**提示文**
+===+
なかんずく、初代国王;尚 巴志から12代国王;尚 永(1573~1588年)までの約160年間が隆盛期であったと伝わる。
13代国王;尚 寧(しょうねい/1589~1620年)の代になって薩摩藩と江戸幕府の共謀軍に侵攻・占拠された。(1609年)
以後の琉球王国は、明治政府の廃藩置県施行に伴う「沖縄県設置」まで、約270年間を薩摩藩の支配下にあった。

〓 琉球王国の経済基盤 〓
王国創設以前から各処の豪族達によって海外交易が行われてきた。
統一王国になってからは、その交易を一層拡大強化した。
中国、日本、朝鮮、タイなど東南アジア諸国との仲継交易を展開して海洋王国構築への道を推進した。
交易からは莫大な財益を生む事に成功して、経済的・政治的に安定した国体維持を図り続けた。
+===+
**提供資料**
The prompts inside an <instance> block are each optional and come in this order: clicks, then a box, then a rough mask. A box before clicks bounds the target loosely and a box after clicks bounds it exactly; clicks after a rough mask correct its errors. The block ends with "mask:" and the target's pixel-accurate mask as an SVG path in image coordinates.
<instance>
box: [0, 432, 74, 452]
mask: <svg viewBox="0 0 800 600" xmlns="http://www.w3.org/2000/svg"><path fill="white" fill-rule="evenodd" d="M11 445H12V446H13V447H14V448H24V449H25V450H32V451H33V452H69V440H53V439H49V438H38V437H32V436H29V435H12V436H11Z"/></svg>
+===+
**課題内容**
琉球王国の歴史と交易を扱った提示文を、全文一字も変えずに書き写してください。

**解答**
なかんずく、初代国王;尚 巴志から12代国王;尚 永(1573~1588年)までの約160年間が隆盛期であったと伝わる。
13代国王;尚 寧(しょうねい/1589~1620年)の代になって薩摩藩と江戸幕府の共謀軍に侵攻・占拠された。(1609年)
以後の琉球王国は、明治政府の廃藩置県施行に伴う「沖縄県設置」まで、約270年間を薩摩藩の支配下にあった。

〓 琉球王国の経済基盤 〓
王国創設以前から各処の豪族達によって海外交易が行われてきた。
統一王国になってからは、その交易を一層拡大強化した。
中国、日本、朝鮮、タイなど東南アジア諸国との仲継交易を展開して海洋王国構築への道を推進した。
交易からは莫大な財益を生む事に成功して、経済的・政治的に安定した国体維持を図り続けた。